▸ Work required: Pick up the text on Trudeau, Harper and press access to the third floor after its last sentence and carry it forward.

▸ Excerpt to read:
What? You expected a love-in between politicians and reporters?

I'm going to explain to you how the Trudeau government, despite all of its rosy, journalist-loving rhetoric, just repeated the first thing that the Harper government did upon taking power.

So rewind to 2006. the Conservatives were just elected, and the country is simultaneously excited to be rid of the pocket-lining ol' boys club of the Chretien/Martin years, while simultaneously nervous of the new Stephen "Secret Agenda" Harper administration.

Almost immediately, Harper's government bans access to the third-floor hallway outside of the cabinet room.

Your reaction to reading that sentence was likely similar to the reaction of your 2006 self: so what?

The third-floor mezzanine overlooks the foyer, just outside the House of Commons. Generations of Canadian political reporters could expect that every single minister, following their weekly cabinet meeting, would walk out of the cabinet room and into the throng of reporters assembled on the third floor.

Journalists could expect that, because there was no other escape. Unless you rappelled down from the windows like the Pink Panther, you would have to walk through the journopuddle.

Harper put the kibosh on that. He forbid journalists from ascending the marble stairs up to the third floor.

At the time, conservatives told the media: stop whining.

You're not allowed on the third floor, the new Prime Minister's Office told media, but we'll do availabilities in the foyer.

"As long as Canadians can hear from their government, it shouldn't matter what floor they hear it from," Harper's communications director, Sandra Buckler, told media.

But quickly, those availabilities in the foyer dried up. Then ministers became scarcer and scarcer. Suddenly, interviews with the prime minister stopped. Press conferences became rare. MPs and officials were suddenly unavailable an awful lot.

Ten years on, the Harper communications shop was run like a two-bit student union with a power-mad public relations undergrad at the helm.

Jump back to reality: Trudeau's government is pulling the same shtick.

At first, they wholesale replicated Harper's policy: no reporters on the third floor. Then, after a number of us complained to the powers that be, they relaxed: reporters would be notified in advance of cabinet meetings, and they would be allowed onto the third floor to scrum ministers. Some, however, would descend to the foyer and speak to reporters there, instead.

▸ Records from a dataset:
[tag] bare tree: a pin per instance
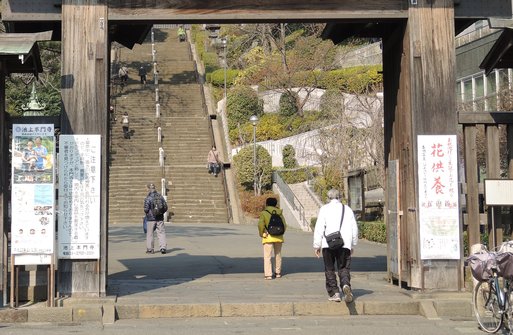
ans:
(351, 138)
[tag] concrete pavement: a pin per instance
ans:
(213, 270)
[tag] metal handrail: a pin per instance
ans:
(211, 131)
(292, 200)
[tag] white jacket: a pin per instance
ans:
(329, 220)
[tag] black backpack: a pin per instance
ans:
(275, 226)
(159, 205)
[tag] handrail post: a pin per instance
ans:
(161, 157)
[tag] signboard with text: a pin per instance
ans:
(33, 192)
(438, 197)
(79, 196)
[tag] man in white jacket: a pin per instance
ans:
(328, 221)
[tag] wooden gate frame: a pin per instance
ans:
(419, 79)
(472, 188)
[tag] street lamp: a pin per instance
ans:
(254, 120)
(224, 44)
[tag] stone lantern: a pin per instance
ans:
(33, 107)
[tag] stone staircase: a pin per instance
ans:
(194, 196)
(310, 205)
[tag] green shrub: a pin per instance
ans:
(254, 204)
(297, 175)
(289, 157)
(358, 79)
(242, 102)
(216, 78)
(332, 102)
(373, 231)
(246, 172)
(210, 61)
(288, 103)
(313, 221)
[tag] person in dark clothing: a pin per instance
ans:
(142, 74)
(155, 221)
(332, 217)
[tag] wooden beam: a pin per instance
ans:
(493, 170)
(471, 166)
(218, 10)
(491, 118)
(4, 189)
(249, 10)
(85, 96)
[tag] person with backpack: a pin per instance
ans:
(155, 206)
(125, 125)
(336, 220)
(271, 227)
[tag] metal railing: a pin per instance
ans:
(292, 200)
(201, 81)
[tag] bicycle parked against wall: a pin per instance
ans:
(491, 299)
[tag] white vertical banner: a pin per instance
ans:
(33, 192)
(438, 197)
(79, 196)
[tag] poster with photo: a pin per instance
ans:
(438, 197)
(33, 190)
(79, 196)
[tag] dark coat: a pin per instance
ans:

▸ Task response:
Everybody was happy!

But last week, the PMO tried to push us down to the foyer. All of our ministers will come talk to you! They told us. We love the media! They told us.

'Twas not to be. Fully a third of the cabinet were no-shows. That includes Bill Morneau, the finance minister, who ducked reporters the week it was revealed that the government would be running a much bigger deficit than expected.

Back to the old ways.

This week, the entire Press Gallery mounted the steps and set up a microphone on the third floor. We cordoned-off a little area for the minister to speak. It was to be as civilized an affair as politics ever gets in Ottawa.

But minister after minister, the new breed of politicians who are supposedly charged with carrying the flag of this decentralized and media-friendly government, told us: "I'll take questions downstairs!"

Many of us pointed out that there were no reporters downstairs and that they wouldn't be able to answer any questions. But they kept walking.

And so, a standoff began.

The Liberals have pulled out a handful of excuses, saying it's a logistical thing. Or a safety thing. Obviously, the Trudeau government has treated the media better than the dying days of the last regime. That doesn't mean we should roll over and thank them every time screw us over.

But ultimately, it's a control thing. The Liberals, just like the Conservatives, want to control who speaks to the media, when, and where.

One Trudeau communications staffer said simply: "No scrums on the third floor."

Kory Teneycke, your ghost lives on.


Follow Justin Ling on Twitter.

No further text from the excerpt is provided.